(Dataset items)
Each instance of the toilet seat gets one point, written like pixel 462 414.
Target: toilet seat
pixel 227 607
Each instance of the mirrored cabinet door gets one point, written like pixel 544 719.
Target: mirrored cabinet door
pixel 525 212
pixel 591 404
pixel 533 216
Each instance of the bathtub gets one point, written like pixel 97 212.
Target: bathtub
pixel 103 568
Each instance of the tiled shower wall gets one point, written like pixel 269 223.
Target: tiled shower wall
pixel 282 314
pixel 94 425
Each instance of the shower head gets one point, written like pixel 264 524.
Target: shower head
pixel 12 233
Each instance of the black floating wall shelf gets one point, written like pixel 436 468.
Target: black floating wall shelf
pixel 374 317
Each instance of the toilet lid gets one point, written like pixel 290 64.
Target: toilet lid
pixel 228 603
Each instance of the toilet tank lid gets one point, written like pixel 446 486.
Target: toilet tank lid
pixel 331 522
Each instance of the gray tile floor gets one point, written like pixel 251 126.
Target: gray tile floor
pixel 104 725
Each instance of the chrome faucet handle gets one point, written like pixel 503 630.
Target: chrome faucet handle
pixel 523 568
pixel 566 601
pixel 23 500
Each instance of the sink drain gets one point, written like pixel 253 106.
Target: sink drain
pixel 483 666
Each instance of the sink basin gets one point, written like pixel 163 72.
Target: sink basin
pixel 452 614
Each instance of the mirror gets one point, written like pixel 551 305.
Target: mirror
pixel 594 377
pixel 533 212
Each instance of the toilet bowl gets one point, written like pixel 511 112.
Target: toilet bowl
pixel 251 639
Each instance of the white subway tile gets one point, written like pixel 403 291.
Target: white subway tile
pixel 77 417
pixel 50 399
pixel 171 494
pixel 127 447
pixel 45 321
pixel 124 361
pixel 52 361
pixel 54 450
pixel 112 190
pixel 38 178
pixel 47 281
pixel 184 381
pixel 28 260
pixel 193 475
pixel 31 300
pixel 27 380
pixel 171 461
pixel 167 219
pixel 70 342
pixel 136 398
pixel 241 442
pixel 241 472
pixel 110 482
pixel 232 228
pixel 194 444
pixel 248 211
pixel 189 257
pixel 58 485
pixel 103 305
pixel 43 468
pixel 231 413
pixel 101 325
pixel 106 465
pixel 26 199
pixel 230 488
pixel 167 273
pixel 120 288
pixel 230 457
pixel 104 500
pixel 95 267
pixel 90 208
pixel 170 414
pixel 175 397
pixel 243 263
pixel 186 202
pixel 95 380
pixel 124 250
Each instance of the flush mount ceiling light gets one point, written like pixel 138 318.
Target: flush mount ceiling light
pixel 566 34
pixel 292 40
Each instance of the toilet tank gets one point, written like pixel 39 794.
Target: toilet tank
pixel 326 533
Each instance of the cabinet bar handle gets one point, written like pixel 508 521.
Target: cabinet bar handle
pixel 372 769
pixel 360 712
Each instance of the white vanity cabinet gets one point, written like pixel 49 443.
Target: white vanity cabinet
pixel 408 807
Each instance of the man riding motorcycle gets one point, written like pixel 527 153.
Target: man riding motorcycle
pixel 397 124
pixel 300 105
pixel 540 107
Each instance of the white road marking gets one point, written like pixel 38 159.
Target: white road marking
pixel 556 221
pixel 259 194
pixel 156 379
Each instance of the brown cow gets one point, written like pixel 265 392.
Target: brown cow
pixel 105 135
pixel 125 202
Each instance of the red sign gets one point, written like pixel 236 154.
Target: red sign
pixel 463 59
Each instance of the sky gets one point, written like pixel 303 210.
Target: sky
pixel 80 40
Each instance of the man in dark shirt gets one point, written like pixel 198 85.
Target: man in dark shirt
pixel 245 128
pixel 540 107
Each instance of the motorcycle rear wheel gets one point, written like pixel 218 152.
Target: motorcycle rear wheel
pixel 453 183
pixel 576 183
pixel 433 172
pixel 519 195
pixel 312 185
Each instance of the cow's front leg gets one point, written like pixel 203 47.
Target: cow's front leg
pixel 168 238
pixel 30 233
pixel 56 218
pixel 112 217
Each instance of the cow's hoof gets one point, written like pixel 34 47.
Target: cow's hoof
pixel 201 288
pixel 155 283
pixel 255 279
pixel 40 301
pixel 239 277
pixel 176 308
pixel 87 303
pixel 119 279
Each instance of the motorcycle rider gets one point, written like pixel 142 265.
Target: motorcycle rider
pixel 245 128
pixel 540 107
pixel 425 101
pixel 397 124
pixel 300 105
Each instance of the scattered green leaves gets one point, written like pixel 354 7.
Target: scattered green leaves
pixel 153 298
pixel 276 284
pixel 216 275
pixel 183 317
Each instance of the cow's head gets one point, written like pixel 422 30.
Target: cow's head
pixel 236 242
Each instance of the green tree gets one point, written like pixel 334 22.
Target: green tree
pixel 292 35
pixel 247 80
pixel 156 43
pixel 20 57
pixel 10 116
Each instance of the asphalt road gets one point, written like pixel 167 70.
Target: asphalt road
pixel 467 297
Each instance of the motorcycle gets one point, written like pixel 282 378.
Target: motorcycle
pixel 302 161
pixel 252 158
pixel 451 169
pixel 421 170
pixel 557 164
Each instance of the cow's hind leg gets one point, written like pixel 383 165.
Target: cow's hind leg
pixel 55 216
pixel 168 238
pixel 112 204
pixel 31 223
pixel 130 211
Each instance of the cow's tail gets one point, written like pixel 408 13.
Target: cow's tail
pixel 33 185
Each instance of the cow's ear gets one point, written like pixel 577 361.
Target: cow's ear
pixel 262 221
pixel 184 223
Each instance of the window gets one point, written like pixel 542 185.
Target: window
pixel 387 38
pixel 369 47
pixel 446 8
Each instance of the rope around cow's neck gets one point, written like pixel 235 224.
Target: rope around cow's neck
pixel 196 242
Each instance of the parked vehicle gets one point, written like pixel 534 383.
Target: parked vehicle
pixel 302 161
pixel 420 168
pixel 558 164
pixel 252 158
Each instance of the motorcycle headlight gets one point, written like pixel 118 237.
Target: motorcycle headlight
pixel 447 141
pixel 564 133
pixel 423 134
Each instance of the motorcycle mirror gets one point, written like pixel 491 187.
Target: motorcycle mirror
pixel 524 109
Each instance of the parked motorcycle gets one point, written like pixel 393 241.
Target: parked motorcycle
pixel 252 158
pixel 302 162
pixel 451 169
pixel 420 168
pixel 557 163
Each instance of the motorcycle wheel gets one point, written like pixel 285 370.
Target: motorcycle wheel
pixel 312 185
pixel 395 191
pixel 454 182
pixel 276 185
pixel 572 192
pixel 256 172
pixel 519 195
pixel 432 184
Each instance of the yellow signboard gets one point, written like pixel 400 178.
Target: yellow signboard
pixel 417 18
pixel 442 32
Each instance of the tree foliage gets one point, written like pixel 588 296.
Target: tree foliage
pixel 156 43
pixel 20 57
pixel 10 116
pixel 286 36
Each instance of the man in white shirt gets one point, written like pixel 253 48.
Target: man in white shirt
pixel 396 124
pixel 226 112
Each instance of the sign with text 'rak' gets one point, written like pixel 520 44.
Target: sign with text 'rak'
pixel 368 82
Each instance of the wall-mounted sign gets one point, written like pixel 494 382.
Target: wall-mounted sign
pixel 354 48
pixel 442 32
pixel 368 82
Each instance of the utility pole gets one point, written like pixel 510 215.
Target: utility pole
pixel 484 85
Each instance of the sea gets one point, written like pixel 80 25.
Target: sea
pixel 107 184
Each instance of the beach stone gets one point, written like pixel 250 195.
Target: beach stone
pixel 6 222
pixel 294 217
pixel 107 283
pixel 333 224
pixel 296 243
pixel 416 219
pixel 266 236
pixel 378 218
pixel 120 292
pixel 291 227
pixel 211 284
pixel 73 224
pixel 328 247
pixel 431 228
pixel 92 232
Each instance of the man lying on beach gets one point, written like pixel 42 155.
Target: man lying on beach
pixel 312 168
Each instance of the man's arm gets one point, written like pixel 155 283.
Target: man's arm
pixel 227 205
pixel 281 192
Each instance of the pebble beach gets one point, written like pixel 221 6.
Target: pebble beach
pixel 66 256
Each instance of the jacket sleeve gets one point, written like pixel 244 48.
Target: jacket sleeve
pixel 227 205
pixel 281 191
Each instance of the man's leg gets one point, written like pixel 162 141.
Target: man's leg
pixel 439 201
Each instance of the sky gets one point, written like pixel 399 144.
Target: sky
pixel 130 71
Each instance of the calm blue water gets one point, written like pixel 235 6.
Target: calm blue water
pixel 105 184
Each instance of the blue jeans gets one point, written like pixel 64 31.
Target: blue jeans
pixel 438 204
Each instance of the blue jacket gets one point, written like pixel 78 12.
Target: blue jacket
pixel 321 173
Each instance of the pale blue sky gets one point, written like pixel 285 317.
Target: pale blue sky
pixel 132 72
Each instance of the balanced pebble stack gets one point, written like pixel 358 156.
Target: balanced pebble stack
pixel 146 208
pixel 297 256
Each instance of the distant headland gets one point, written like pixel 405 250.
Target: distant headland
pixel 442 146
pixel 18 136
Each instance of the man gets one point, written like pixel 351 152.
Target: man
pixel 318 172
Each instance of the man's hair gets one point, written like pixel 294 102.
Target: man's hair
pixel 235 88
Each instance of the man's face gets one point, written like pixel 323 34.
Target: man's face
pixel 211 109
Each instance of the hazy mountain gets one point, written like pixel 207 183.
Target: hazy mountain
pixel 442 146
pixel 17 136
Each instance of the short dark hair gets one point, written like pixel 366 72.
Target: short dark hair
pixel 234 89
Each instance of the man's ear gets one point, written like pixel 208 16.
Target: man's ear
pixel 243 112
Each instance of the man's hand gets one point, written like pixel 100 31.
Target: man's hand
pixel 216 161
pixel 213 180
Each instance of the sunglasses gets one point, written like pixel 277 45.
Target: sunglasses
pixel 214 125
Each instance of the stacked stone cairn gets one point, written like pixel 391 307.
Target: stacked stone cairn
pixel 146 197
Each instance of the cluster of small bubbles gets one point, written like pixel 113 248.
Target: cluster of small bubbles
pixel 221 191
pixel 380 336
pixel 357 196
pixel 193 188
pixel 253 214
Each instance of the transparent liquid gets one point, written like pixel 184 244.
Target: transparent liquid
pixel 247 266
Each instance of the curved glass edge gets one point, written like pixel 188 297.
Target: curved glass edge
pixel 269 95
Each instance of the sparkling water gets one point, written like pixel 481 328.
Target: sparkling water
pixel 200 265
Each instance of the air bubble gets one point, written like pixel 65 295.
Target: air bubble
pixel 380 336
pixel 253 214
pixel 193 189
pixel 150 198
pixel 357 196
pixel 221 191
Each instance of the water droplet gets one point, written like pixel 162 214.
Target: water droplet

▶ **Task goal**
Please, from the entries above, set down exactly the lines from the one containing "Target: toilet tank lid" through the one containing "Each instance of the white subway", and only those.

▶ **Written solution**
Target: toilet tank lid
pixel 331 522
Each instance of the gray tile floor gets one point, written like pixel 251 126.
Target: gray tile floor
pixel 104 725
Each instance of the chrome faucet handle gets one point, written like pixel 503 630.
Target: chrome faucet handle
pixel 523 568
pixel 566 601
pixel 23 500
Each instance of the sink drain gets one point, written like pixel 253 106.
Target: sink drain
pixel 483 666
Each instance of the sink basin gets one point, written like pixel 163 72.
Target: sink basin
pixel 452 614
Each instance of the mirror gets one point, written like pixel 551 305.
Target: mirror
pixel 594 377
pixel 533 212
Each instance of the toilet bowl gets one point, written like pixel 511 112.
Target: toilet bowl
pixel 251 639
Each instance of the white subway tile gets one point, written like pixel 403 291.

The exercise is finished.